■ **Required work**
1 > Restate the GPU debugging thread from "Another source of" up to and including "your host code?", calling "bizarre" "puzzling" instead.
2 > Please say whether each statement agrees with the GPU debugging thread, answering yes or no and quoting its deciding words. (a) Bugs that show up only on certain GPUs are most often some kind of race condition. (b) Such bugs commonly turn out to be compiler issues. (c) The unusual case was traced back to an out-of-bounds access in device code.

Thanks for the ideas… we will look into it.

Oren

njuffa · January 31, 2022, 8:26am

Ideally the testing environment should match the production environment closely. How different are the respective systems? Do they use the same type of GPU, for example? You may need to eliminate differences in hardware and software configuration between the two systems one variable at a time (controlled experiments) to get a better handle on what the bug correlates with.

It is certainly possible to have latent bugs in one’s code that manifest just on certain GPUs, in particular when changing between GPU of different architectures. These are most often some kind of race condition. Possibly but rarely do they turn out to be some sort of compiler issue.

Another source of weird bugs can be access to uninitialized memory or out-of-bounds memory access on the host. I once debugged a bizarre case where correct/incorrect behavior of a CUDA-accelerated application was dependent on the setting of completely unrelated environment variables. After a long search, I finally traced that back to an out-of-bounds access in host code that by pure chance happened to hit in the application’s environment. Have you tried valgrind on your host code?

■ **Data shown**
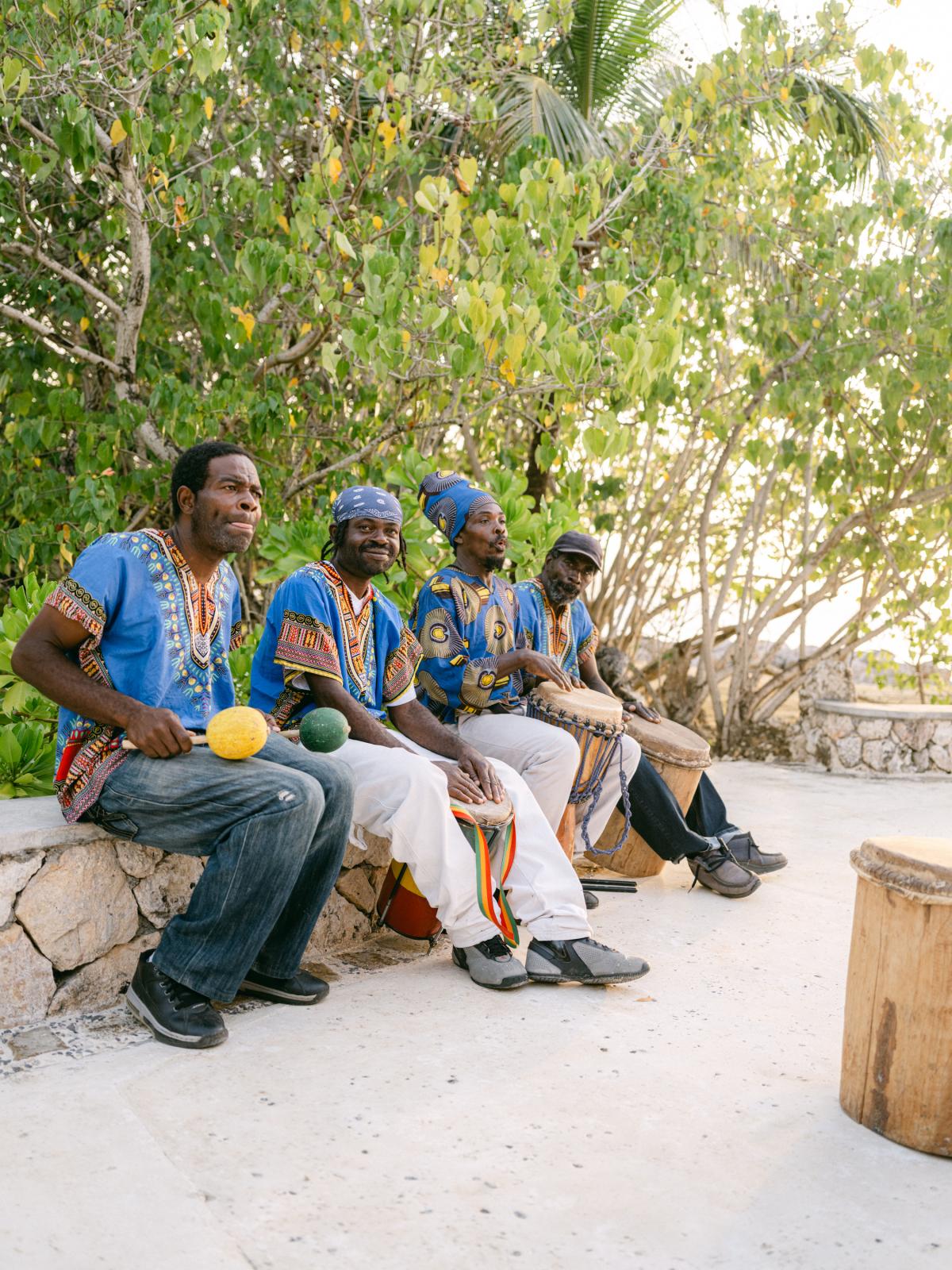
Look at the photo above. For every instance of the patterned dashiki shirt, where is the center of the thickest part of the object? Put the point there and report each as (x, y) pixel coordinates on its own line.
(311, 629)
(156, 634)
(463, 628)
(568, 637)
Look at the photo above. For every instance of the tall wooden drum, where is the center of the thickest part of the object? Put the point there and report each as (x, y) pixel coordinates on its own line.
(896, 1073)
(679, 756)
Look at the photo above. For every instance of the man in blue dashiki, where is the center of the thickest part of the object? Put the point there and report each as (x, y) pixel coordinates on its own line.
(558, 622)
(135, 645)
(332, 639)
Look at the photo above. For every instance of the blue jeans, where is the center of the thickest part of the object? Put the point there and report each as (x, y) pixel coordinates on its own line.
(274, 829)
(654, 813)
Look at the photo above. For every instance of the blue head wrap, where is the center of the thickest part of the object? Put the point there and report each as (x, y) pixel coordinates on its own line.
(447, 499)
(366, 501)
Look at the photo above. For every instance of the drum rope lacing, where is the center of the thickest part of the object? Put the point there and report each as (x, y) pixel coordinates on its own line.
(593, 803)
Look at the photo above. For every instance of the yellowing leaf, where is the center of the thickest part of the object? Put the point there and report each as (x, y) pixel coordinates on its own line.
(245, 319)
(466, 173)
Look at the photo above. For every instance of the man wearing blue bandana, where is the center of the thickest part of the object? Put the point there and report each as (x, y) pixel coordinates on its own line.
(332, 639)
(721, 856)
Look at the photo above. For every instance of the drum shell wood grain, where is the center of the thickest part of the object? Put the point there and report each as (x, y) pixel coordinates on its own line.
(896, 1073)
(635, 857)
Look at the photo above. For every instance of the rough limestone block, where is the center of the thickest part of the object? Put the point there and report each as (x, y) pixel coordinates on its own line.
(850, 751)
(340, 922)
(877, 753)
(838, 725)
(875, 729)
(14, 876)
(355, 886)
(916, 733)
(378, 852)
(168, 891)
(137, 861)
(79, 906)
(25, 979)
(941, 757)
(98, 984)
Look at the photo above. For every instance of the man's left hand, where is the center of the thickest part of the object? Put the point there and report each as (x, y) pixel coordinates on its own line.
(480, 768)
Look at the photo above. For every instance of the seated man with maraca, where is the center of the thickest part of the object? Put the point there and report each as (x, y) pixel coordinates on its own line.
(332, 639)
(558, 624)
(135, 645)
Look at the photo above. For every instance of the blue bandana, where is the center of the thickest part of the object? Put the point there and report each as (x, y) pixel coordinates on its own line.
(366, 501)
(447, 498)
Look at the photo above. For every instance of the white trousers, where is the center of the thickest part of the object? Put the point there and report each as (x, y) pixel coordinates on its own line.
(547, 760)
(400, 795)
(546, 757)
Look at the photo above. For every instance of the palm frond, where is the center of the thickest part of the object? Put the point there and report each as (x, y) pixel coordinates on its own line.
(607, 48)
(528, 107)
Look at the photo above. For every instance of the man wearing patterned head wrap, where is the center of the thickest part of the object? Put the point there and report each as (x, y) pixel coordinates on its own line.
(559, 624)
(474, 653)
(332, 639)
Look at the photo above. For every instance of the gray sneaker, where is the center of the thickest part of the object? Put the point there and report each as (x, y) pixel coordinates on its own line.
(492, 965)
(581, 962)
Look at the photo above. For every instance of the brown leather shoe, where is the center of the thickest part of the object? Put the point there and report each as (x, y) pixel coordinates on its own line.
(717, 870)
(747, 852)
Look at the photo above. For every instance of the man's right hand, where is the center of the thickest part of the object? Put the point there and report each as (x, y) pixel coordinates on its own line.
(158, 733)
(546, 668)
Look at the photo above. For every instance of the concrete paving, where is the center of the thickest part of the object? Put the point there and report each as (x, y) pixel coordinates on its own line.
(687, 1122)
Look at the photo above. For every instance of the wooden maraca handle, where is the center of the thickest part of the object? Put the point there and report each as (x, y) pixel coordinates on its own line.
(292, 734)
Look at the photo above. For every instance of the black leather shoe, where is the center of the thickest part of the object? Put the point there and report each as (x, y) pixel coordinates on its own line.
(300, 990)
(748, 855)
(175, 1014)
(717, 870)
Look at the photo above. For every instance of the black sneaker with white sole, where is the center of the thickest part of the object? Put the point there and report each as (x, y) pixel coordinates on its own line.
(175, 1014)
(300, 990)
(581, 962)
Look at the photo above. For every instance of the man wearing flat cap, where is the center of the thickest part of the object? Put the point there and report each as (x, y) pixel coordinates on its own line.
(559, 625)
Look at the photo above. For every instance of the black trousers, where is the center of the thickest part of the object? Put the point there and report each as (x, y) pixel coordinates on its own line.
(654, 813)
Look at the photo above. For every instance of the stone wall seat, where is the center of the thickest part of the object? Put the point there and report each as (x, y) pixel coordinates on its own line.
(78, 907)
(884, 740)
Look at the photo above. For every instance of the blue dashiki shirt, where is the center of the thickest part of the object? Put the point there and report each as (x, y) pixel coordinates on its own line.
(568, 637)
(311, 629)
(156, 634)
(463, 628)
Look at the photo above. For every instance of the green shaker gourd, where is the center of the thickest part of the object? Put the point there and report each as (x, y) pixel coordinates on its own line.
(324, 729)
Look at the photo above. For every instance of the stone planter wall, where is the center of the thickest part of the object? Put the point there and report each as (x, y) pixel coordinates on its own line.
(863, 737)
(78, 907)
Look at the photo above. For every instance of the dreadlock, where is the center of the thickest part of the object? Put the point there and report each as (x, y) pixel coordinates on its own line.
(336, 540)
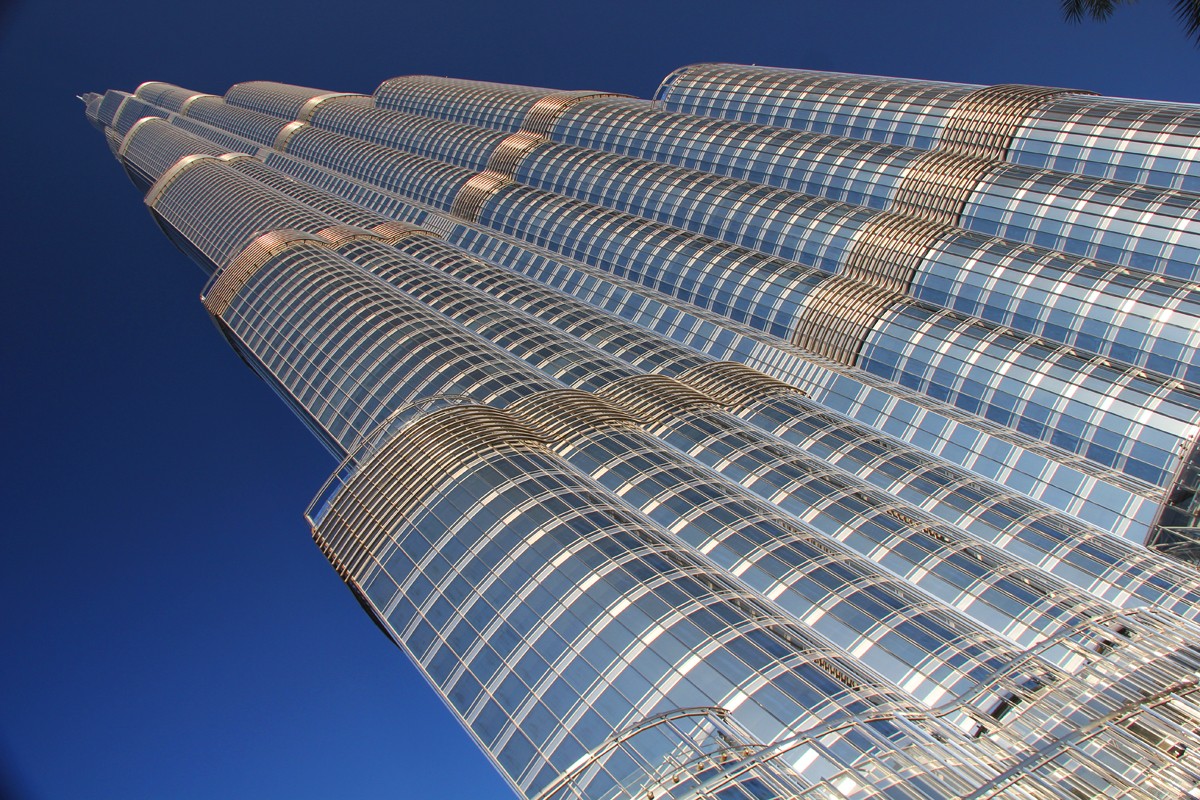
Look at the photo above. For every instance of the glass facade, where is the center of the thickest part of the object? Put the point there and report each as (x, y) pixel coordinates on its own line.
(791, 434)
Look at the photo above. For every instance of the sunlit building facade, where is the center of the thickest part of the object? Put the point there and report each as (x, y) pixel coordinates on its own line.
(790, 434)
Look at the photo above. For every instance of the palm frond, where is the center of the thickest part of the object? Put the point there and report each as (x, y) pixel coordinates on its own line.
(1077, 11)
(1188, 13)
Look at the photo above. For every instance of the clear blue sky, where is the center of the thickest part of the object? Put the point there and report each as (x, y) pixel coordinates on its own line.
(168, 627)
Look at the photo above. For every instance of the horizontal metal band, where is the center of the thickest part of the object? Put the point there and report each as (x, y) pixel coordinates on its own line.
(735, 384)
(187, 103)
(311, 104)
(405, 469)
(567, 413)
(983, 122)
(653, 398)
(888, 250)
(394, 232)
(839, 314)
(511, 150)
(160, 186)
(439, 224)
(477, 191)
(543, 114)
(937, 185)
(286, 133)
(232, 277)
(339, 235)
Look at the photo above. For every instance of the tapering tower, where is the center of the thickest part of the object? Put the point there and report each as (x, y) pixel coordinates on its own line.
(792, 434)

■ **Responses**
1 >
Another source of weird bugs can be access to uninitialized memory or out-of-bounds memory access on the host. I once debugged a puzzling case where correct/incorrect behavior of a CUDA-accelerated application was dependent on the setting of completely unrelated environment variables. After a long search, I finally traced that back to an out-of-bounds access in host code that by pure chance happened to hit in the application’s environment. Have you tried valgrind on your host code?

2 >
(a) Yes: "These are most often some kind of race condition."
(b) No: "Possibly but rarely do they turn out to be some sort of compiler issue."
(c) No: "an out-of-bounds access in host code"